• **Supplied data**:
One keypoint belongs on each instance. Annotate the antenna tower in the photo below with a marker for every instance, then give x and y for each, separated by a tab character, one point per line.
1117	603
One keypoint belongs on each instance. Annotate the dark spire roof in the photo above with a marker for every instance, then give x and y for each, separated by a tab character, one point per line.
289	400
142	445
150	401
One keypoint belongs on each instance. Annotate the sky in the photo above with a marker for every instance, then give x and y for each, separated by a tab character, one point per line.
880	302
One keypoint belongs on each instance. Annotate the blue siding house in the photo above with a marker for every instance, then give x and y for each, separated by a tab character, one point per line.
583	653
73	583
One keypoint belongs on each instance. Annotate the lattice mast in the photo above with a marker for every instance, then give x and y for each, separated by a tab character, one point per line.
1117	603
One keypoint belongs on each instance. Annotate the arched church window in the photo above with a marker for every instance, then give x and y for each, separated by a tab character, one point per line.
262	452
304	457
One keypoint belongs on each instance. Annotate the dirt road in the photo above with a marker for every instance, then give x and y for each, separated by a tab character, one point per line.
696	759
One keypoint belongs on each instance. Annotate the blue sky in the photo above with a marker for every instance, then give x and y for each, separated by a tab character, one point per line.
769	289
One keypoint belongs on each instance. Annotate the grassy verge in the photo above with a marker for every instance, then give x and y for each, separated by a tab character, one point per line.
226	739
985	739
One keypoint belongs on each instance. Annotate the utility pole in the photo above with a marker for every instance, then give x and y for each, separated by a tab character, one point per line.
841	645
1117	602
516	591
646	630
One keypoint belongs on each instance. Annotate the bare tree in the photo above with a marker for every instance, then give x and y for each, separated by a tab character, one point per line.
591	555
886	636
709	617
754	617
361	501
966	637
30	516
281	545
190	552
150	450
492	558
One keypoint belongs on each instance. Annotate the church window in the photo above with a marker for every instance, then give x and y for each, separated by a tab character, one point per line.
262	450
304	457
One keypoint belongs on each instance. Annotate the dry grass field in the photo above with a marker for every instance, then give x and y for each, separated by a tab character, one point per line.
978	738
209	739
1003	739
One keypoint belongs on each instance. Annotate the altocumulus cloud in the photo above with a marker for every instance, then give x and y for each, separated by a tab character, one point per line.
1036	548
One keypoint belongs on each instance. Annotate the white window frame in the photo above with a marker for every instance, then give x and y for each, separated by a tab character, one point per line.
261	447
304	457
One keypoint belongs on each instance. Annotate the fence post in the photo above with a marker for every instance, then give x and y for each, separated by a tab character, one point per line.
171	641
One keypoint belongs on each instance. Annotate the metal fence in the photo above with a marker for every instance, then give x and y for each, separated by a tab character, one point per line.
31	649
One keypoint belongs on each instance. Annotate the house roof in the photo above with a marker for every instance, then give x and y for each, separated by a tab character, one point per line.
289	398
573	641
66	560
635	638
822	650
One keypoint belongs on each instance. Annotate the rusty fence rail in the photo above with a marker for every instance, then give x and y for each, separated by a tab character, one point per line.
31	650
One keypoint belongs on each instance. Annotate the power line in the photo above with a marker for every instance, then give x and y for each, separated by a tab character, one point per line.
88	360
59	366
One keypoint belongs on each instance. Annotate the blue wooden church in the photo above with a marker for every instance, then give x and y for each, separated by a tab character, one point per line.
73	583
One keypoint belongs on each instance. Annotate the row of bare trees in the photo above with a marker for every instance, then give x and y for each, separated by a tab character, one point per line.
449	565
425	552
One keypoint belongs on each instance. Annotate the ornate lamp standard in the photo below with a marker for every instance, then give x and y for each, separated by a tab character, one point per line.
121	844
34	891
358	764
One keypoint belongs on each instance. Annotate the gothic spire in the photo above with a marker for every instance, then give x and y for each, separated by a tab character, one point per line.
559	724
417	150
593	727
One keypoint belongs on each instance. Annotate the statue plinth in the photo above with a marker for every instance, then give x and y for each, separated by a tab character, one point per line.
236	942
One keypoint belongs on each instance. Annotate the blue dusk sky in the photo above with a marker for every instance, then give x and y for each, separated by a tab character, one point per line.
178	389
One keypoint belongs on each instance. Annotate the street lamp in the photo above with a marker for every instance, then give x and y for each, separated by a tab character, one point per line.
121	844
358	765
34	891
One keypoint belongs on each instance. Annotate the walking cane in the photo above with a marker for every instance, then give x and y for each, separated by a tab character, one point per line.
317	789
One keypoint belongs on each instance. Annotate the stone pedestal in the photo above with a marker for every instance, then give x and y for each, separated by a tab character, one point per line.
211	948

• **Task instructions**: Starting with the line that contains "One keypoint belongs on each instance. Annotate the stone" and going on through the end of the listing, write out every line again, requests included, with each coordinate in the answers increased by 26.

• **Result below**:
One keypoint belongs on each instance. Annotate the stone pedestal in the photo above with a marker for every instance, then give x and y for each, separated by a tab character, one point per line.
237	974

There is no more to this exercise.